**Given exercise**.
Edit the listing below by changing each "cricket batsman" to "cricket batter" and leaving every other line and word intact.

**Exercise input**.
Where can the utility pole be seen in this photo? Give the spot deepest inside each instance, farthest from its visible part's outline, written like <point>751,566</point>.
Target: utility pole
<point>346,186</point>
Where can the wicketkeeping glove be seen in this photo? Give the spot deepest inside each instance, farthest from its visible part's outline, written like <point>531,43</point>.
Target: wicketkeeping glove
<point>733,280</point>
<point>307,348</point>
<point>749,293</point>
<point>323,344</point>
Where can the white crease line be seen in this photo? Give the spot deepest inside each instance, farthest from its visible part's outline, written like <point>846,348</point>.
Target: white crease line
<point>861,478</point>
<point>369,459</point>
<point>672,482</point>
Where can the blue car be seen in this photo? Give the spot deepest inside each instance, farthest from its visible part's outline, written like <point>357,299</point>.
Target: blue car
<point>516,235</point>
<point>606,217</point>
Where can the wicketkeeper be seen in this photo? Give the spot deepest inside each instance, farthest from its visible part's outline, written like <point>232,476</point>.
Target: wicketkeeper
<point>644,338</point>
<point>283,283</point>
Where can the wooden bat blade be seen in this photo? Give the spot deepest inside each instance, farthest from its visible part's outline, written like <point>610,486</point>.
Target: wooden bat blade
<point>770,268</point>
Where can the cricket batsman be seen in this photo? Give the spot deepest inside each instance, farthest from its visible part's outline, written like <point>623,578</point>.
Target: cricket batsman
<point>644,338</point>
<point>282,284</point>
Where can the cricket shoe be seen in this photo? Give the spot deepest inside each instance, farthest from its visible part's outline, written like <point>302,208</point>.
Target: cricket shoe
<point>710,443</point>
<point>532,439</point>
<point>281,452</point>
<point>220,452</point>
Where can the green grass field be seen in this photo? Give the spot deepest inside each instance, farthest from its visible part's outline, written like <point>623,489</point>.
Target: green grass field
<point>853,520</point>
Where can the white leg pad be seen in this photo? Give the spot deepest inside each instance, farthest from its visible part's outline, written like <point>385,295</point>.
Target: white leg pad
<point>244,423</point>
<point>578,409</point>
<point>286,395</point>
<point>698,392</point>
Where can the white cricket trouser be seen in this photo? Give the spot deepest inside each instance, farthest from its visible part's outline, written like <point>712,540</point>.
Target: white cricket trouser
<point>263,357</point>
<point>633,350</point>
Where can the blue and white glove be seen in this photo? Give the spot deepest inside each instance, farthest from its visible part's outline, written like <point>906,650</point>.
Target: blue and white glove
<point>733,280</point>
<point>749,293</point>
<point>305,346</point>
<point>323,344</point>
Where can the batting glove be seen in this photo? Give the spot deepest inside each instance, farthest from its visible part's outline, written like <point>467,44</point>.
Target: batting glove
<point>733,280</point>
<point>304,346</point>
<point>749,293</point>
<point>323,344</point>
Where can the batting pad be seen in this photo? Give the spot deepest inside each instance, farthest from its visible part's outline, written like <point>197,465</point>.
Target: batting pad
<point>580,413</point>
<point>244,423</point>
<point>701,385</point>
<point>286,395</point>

**Solution to this task**.
Where can the utility pole be seen in this photo? Give the spot deepest inside each instance, farthest from its visible part's outline, written like <point>751,566</point>.
Target: utility pole
<point>346,186</point>
Where can the wicketkeeping glove be seen in this photo? Give the spot deepest inside each instance, farthest from its visible part's outline, written like <point>531,43</point>.
Target: wicketkeeping glove
<point>733,280</point>
<point>307,348</point>
<point>749,293</point>
<point>323,344</point>
Where can the white crease line be seen in this photo? Give the spot deepest inside each instance, farthest from its visible part's outline, written like <point>846,348</point>.
Target: white crease line
<point>861,478</point>
<point>369,459</point>
<point>672,482</point>
Where can the blue car be seen in this photo? Give the spot deepest inside each instance, farthest from its visible part's outline, written like <point>357,299</point>.
Target: blue car
<point>516,235</point>
<point>606,217</point>
Where can the wicketkeeper be seen in this photo? Give the spot deepest inside each instance, farthest from its visible part's outline, written like <point>232,476</point>.
Target: wicketkeeper
<point>644,338</point>
<point>283,283</point>
Where can the wooden bat blade be seen in this photo? Give the spot deepest inside each instance, farthest from its visible part's outline, written like <point>610,486</point>.
Target: wooden bat blade
<point>770,268</point>
Where can the cricket batter be seen in this photo? Give the spot deepest inside each instance, farthest from its visible part's outline, written like <point>623,578</point>.
Target: cricket batter
<point>644,338</point>
<point>282,284</point>
Where can the cricket shoe be seen in this photo? Give the spot deepest inside each instance, farthest from its visible part's outline, written like <point>302,208</point>.
Target: cricket shoe
<point>710,443</point>
<point>532,439</point>
<point>281,452</point>
<point>220,452</point>
Where can the green grass field be seen in this photo? Give the spot deepest inside each instance, farthest from its visible part's outline, written like <point>623,489</point>.
Target: green grass field
<point>853,520</point>
Where can the white leg pad be seen in this photo? Give the spot deepest inside each instance, farthest from its visible part's outline, written like <point>385,295</point>.
Target: white leg pad
<point>244,423</point>
<point>578,409</point>
<point>286,395</point>
<point>698,392</point>
Where can the white cricket trouser be seen in this photo? Give the spot deepest inside each instance, farthest from its visible part's outline, written like <point>712,540</point>.
Target: white cricket trouser
<point>263,357</point>
<point>633,350</point>
Where can the blue and white glove be seen in this photo? Give the spot deepest inside each instance, farthest from its visible part's outline, written like <point>906,650</point>.
Target: blue and white glove
<point>733,280</point>
<point>749,293</point>
<point>305,346</point>
<point>323,344</point>
Where can the batting glove be seen in this photo? Give the spot deepest inside each instance, farthest from its visible part's outline, written like <point>467,44</point>.
Target: batting glove
<point>733,280</point>
<point>304,346</point>
<point>749,293</point>
<point>323,344</point>
Where can the batting pad be seen in this photo? Give the spot deepest inside each instance, farthest from its visible part's outline, written like <point>197,465</point>.
Target: batting pad
<point>580,413</point>
<point>244,423</point>
<point>701,385</point>
<point>286,395</point>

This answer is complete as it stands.